> _Teks Bacaan_:
Jakarta (parlemenbanten.com) – Meski harus menghadapi berbagai tantangan global yang tercermin dari konflik geopolitik di Timur Tengah dan pengetatan kebijakan moneter negara maju, perlambatan ekonomi global, dan perubahan iklim, perekonomian Indonesia tetap mampu tumbuh solid di triwulan ketiga 2023. Kinerja perekonomian Indonesia tersebut, terhitung masih lebih baik dibandingkan dengan Tiongkok, Malaysia, Amerika Serikat, dan Korea Selatan. Jerman dan Arab Saudi bahkan mengalami kontraksi pada triwulan ketiga 2023 ini.
“Di tengah berbagai resiko global, ekonomi Indonesia masih mampu menunjukkan ketahanannya dengan tetap tumbuh positif 4,94% (yoy) atau 5,05% (ctc),” ungkap Menteri Koordinator Bidang Perekonomian Airlangga Hartarto dalam Konferensi Pers Konferensi Pers: PDB Kuartal III 2023 serta Stimulus Fiskal di Selasar Loka Kertagama Kemenko Perekonomian secara hybrid, Senin (6/11/2023).
Pemerintah tidak hanya menginginkan pertumbuhan ekonomi yang tinggi namun juga memiliki kualitas yang baik. Untuk itu, Pemerintah terus berupaya menjaga daya beli masyarakat dengan menjaga inflasi dan menyalurkan insentif. Pemerintah juga mendorong permintaan domestik merupakan strategi kebijakan Pemerintah di jangka pendek untuk dan mendorong pertumbuhan ekonomi. Penambahan bantuan sosial dan stimulus fiskal sektor perumahan juga didorong untuk menjaga daya beli masyarakat dan mendorong investasi.
Secara lebih rinci, capaian pertumbuhan ekonomi pada kuartal ketiga tahun 2023 ditopang oleh pertumbuhan positif dari hampir seluruh komponen pengeluaran maupun lapangan usaha. Dari sisi pengeluaran, konsumsi rumah tangga masih menjadi kontributor utama dengan tumbuh 5,06% (yoy) seiring tetap terkendalinya inflasi yang turut menjaga daya beli masyarakat.

> _Bagian Data_:

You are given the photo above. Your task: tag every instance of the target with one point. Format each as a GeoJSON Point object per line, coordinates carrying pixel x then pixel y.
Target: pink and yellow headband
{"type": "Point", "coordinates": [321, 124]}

> _Tugas Tertulis_:
a – Menurut teks tentang perekonomian Indonesia, berapa persen pertumbuhan ekonomi Indonesia (yoy) pada triwulan ketiga 2023?
b – Jelaskan alasan Pemerintah menambah bantuan sosial dan stimulus fiskal sektor perumahan berdasarkan teks tentang perekonomian Indonesia.
Daftar di atas merupakan bahan tersendiri yang terpisah dari teks tentang perekonomian Indonesia.

> _Pembahasan Soal_:
a – Ekonomi Indonesia tumbuh 4,94% (yoy) pada triwulan ketiga 2023.

b – Pemerintah menambah bantuan sosial dan stimulus fiskal sektor perumahan untuk menjaga daya beli masyarakat dan mendorong investasi.